CHECK YOUR UNDERSTANDING
1) Using the Doctors and Nurses article, decide whether each statement below agrees with it: (a) The film was directed by Maurice Murphy. (b) In the film, adults play the doctors and nurses. (c) Horror Movie and Goose Flesh were each budgeted at $1,000,000. Answer yes or no for each, and quote the words of the article that decide it.
2) According to the Doctors and Nurses article, which role does Sarah Lambert play?

EXCERPT PROVIDED: Begin

Doctors and Nurses is a 1981 Australian comedy film directed by Maurice Murphy. The gimmick is child actors play doctors and nurses and adults play patients.

Cast
 Pamela Stephenson as Permanent Wave
 Bert Newton as Mr. Cody
 Richard Meikle as The President
 Graeme Blundell as Mr. X
 Drew Forsythe as Katz
 Andrew McFarlane as Milligan
 Sarah Lambert as Mary Grey

Reception
Filmink magazine later said "I’ve got to say, I used to watch this on VHS when I was eight and remember loving it. I haven’t seen it since I was eight. Amazing cast"

Horror Movie and Goose Flesh
After making the movie, Maurice Murphy and Brian Rosen decided to make a follow up project, shooting two films back to back, Horror Movie and Goose Flesh, budgeted at $500,000 each. The movie had the same plot line but Horror Movie was a straight film whereas Goose Flesh was a comedy. The same cast and crew would be used.

EXCERPT PROVIDED: End
LISTED RECORDS: Begin

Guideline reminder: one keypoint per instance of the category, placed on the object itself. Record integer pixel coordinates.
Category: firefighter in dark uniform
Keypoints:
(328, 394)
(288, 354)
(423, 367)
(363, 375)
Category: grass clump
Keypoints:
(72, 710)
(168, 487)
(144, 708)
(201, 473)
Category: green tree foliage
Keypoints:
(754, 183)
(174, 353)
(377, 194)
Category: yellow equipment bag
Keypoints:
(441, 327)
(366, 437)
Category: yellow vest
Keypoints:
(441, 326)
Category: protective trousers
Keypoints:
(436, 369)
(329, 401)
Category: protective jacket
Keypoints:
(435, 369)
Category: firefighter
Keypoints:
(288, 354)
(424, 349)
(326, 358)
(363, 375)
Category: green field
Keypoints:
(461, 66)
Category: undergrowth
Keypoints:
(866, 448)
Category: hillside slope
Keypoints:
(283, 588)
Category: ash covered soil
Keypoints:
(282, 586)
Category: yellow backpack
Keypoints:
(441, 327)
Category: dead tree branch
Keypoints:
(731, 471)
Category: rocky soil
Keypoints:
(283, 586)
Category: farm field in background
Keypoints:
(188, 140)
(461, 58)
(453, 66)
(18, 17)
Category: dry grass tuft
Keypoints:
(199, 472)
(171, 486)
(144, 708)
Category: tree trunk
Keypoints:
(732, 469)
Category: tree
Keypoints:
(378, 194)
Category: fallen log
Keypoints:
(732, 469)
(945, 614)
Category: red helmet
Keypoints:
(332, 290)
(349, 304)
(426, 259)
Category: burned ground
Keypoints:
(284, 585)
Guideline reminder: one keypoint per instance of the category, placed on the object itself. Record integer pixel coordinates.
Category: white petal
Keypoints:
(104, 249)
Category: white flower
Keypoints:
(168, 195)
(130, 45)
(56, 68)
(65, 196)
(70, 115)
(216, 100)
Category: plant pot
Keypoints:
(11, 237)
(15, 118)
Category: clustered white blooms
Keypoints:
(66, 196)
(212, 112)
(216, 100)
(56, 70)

LISTED RECORDS: End

ANSWERS TO THE EXERCISE
1)
(a) Yes: "directed by Maurice Murphy."
(b) No: "child actors play doctors and nurses and adults play patients."
(c) No: "budgeted at $500,000 each."

2) Mary Grey